__Problem requirements__.
Without the images, set down each entry exactly.

[[ Provided data, beginning ]]

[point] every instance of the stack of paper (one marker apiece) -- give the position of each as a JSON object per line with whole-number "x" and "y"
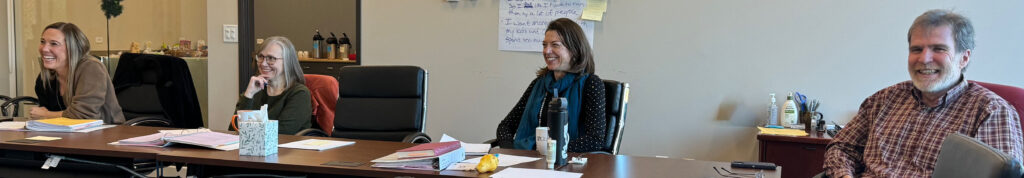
{"x": 315, "y": 144}
{"x": 471, "y": 148}
{"x": 156, "y": 139}
{"x": 506, "y": 160}
{"x": 214, "y": 140}
{"x": 441, "y": 159}
{"x": 12, "y": 125}
{"x": 62, "y": 125}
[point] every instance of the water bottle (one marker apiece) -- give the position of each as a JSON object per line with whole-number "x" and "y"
{"x": 343, "y": 46}
{"x": 317, "y": 44}
{"x": 772, "y": 112}
{"x": 332, "y": 44}
{"x": 558, "y": 123}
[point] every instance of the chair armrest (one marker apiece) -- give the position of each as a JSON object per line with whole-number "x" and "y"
{"x": 418, "y": 137}
{"x": 601, "y": 152}
{"x": 150, "y": 121}
{"x": 14, "y": 102}
{"x": 311, "y": 132}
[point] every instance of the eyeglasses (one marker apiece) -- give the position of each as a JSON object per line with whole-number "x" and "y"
{"x": 269, "y": 59}
{"x": 759, "y": 174}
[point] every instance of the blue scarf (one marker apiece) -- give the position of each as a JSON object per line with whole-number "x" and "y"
{"x": 569, "y": 87}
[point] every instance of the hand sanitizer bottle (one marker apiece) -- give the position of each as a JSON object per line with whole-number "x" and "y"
{"x": 790, "y": 113}
{"x": 772, "y": 112}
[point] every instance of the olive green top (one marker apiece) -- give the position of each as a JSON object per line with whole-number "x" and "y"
{"x": 292, "y": 108}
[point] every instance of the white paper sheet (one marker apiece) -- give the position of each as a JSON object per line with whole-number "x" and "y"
{"x": 315, "y": 144}
{"x": 462, "y": 167}
{"x": 12, "y": 125}
{"x": 505, "y": 160}
{"x": 519, "y": 172}
{"x": 471, "y": 148}
{"x": 185, "y": 131}
{"x": 94, "y": 128}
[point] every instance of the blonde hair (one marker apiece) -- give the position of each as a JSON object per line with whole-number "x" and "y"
{"x": 293, "y": 72}
{"x": 77, "y": 45}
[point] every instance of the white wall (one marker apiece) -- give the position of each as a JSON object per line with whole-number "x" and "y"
{"x": 5, "y": 60}
{"x": 223, "y": 63}
{"x": 700, "y": 71}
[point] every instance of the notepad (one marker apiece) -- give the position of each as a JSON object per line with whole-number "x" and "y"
{"x": 315, "y": 144}
{"x": 783, "y": 132}
{"x": 61, "y": 124}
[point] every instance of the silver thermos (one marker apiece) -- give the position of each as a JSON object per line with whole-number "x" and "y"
{"x": 558, "y": 125}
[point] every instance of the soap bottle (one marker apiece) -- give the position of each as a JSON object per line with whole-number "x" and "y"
{"x": 791, "y": 115}
{"x": 772, "y": 112}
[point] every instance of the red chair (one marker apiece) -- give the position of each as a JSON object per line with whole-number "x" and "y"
{"x": 324, "y": 90}
{"x": 1012, "y": 94}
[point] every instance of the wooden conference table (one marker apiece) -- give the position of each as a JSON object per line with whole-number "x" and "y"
{"x": 301, "y": 161}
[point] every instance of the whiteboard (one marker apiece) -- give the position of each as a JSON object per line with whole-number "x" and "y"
{"x": 521, "y": 24}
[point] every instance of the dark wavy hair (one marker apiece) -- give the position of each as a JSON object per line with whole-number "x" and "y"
{"x": 576, "y": 41}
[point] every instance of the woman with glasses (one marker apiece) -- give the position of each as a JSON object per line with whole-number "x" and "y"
{"x": 568, "y": 71}
{"x": 281, "y": 85}
{"x": 71, "y": 83}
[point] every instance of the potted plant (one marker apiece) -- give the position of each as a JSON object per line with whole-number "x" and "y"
{"x": 112, "y": 8}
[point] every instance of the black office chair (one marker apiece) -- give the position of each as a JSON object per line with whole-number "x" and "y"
{"x": 157, "y": 90}
{"x": 12, "y": 106}
{"x": 617, "y": 97}
{"x": 382, "y": 103}
{"x": 962, "y": 156}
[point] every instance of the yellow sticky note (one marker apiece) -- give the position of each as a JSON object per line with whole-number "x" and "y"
{"x": 595, "y": 9}
{"x": 316, "y": 142}
{"x": 43, "y": 138}
{"x": 784, "y": 132}
{"x": 65, "y": 121}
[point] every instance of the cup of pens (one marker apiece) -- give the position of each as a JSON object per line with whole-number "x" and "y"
{"x": 810, "y": 116}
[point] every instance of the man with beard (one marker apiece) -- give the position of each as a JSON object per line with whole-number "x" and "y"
{"x": 898, "y": 130}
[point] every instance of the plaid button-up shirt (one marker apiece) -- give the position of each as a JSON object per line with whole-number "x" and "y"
{"x": 894, "y": 134}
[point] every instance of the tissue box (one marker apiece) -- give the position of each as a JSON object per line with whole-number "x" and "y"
{"x": 258, "y": 138}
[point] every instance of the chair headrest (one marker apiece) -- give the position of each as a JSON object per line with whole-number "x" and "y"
{"x": 613, "y": 94}
{"x": 377, "y": 81}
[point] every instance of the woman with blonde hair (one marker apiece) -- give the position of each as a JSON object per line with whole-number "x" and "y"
{"x": 281, "y": 85}
{"x": 71, "y": 83}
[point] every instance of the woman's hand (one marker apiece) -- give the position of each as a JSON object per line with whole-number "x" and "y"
{"x": 41, "y": 113}
{"x": 255, "y": 85}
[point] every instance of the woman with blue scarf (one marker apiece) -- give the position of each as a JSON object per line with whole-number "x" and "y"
{"x": 569, "y": 71}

[[ Provided data, end ]]

__The completed task__.
[point] every instance of the stack of paper (one marker apiece) -- give the position of each as a JSON object per line with whole-number "x" and "y"
{"x": 315, "y": 144}
{"x": 471, "y": 148}
{"x": 156, "y": 139}
{"x": 506, "y": 160}
{"x": 214, "y": 140}
{"x": 441, "y": 159}
{"x": 12, "y": 125}
{"x": 62, "y": 125}
[point] every instance of the water bottle (one marker apiece) -- give the position of each as a JSON object per line with whole-number "x" and "y"
{"x": 343, "y": 46}
{"x": 317, "y": 44}
{"x": 772, "y": 112}
{"x": 332, "y": 44}
{"x": 558, "y": 123}
[point] every instance of the chair armrest (one marker apiece) -- give the position of each as a JSON object per line with whole-number "x" and "y"
{"x": 418, "y": 137}
{"x": 601, "y": 152}
{"x": 150, "y": 121}
{"x": 14, "y": 102}
{"x": 311, "y": 132}
[point] every instance of the eyeglasses (one marker apiece) -- give the position of each as a JSON object per line with whole-number "x" and "y"
{"x": 269, "y": 59}
{"x": 759, "y": 174}
[point] every instance of the blue scarf (one marker apiece) -- give the position of each as a JSON object per line with whole-number "x" and "y"
{"x": 569, "y": 87}
[point] every instance of the hand sanitizer bottle (one marker apiece) -- give the position of each as a JSON object per line with whole-number "x" and "y"
{"x": 790, "y": 113}
{"x": 772, "y": 112}
[point] every instance of the olive green top (one marker apiece) -- give the position of each as a JSON object per line with whole-number "x" and "y"
{"x": 292, "y": 108}
[point] every instance of the white paper sheet (one marker apiece) -- give the position of each as a JSON object per line with whole-number "x" and "y"
{"x": 315, "y": 144}
{"x": 462, "y": 167}
{"x": 12, "y": 125}
{"x": 505, "y": 160}
{"x": 519, "y": 172}
{"x": 471, "y": 148}
{"x": 185, "y": 131}
{"x": 94, "y": 128}
[point] every instance of the blonde hair (one marker apiece) -- give the position of each as a JSON object per line with whole-number "x" and "y"
{"x": 293, "y": 72}
{"x": 77, "y": 45}
[point] every instance of the white wall (one marker apiece) -- give the position of each as a JSON object per line with whole-number "x" and "y"
{"x": 5, "y": 60}
{"x": 223, "y": 63}
{"x": 700, "y": 71}
[point] every instance of the notepad (one marker apiece) -- give the position of each as a JSON object per line with whole-number "x" and "y"
{"x": 315, "y": 144}
{"x": 783, "y": 132}
{"x": 61, "y": 124}
[point] every instance of the silver thermos (one marker apiece) -- give the position of each as a JSON object per line with whole-number "x" and "y"
{"x": 558, "y": 125}
[point] every instance of the soap bottle (one marker apiece) -- give the position of each as a JSON object per line with whole-number "x" and "y"
{"x": 791, "y": 115}
{"x": 772, "y": 112}
[point] every instance of the red chair (one marker apiece) -- give the position of each as a JSON object per line with whole-number "x" and "y"
{"x": 324, "y": 90}
{"x": 1012, "y": 94}
[point] every instance of the wooden conference table (one marker apiece) -- give the position of each as a JSON object per line with whole-number "x" and "y"
{"x": 301, "y": 161}
[point] every instance of the whiteboard (one marker apiece) -- give the position of each as a JSON object per line with whole-number "x" and "y"
{"x": 521, "y": 24}
[point] every instance of the dark wavy hair (one marker apiece) -- give the position of each as a JSON object per line with whole-number "x" and "y"
{"x": 576, "y": 41}
[point] every instance of the woman with glasses (one marker apiece) -- give the position of each as a JSON object per line with whole-number "x" and "y"
{"x": 568, "y": 71}
{"x": 281, "y": 85}
{"x": 71, "y": 83}
[point] every instance of the potted plant (one marker apiece) -- give the position of each as a JSON object per line with whole-number "x" and "y"
{"x": 112, "y": 8}
[point] every instance of the black office chair (one marker apiece) -- give the position of each as a JSON object per line with whole-number "x" and "y"
{"x": 157, "y": 90}
{"x": 12, "y": 106}
{"x": 617, "y": 97}
{"x": 382, "y": 103}
{"x": 962, "y": 156}
[point] every instance of the yellow sticky note (one marker apiece) -- give the position of each as a JSON object per line with whole-number "x" and "y"
{"x": 595, "y": 9}
{"x": 316, "y": 142}
{"x": 43, "y": 138}
{"x": 784, "y": 132}
{"x": 65, "y": 121}
[point] every instance of the cup of pens (one marker apiece) -- give the position of each as a JSON object per line with whole-number "x" and "y"
{"x": 810, "y": 116}
[point] every instance of the man with beard (one marker apiece) -- give the position of each as a JSON object per line with whole-number "x" and "y"
{"x": 898, "y": 130}
[point] every instance of the plaid button-up shirt (one marker apiece) -- give the position of each as a JSON object per line with whole-number "x" and "y"
{"x": 894, "y": 134}
[point] every instance of the tissue box (one marker apiece) -- give the position of each as a JSON object per line with whole-number "x" and "y"
{"x": 258, "y": 138}
[point] every instance of the chair headrest (one marker apiece) -- give the position of each as a JSON object per line with whole-number "x" and "y"
{"x": 613, "y": 94}
{"x": 377, "y": 81}
[point] every instance of the woman with blonde hair (one marker apiece) -- give the position of each as a JSON object per line with whole-number "x" and "y"
{"x": 281, "y": 85}
{"x": 71, "y": 83}
[point] every instance of the woman's hand (one marker apiece) -- give the position of each as a JSON object per line with whole-number "x" and "y"
{"x": 41, "y": 113}
{"x": 255, "y": 85}
[point] every instance of the woman with blue scarf (one marker apiece) -- give the position of each as a JSON object per line with whole-number "x" and "y"
{"x": 569, "y": 71}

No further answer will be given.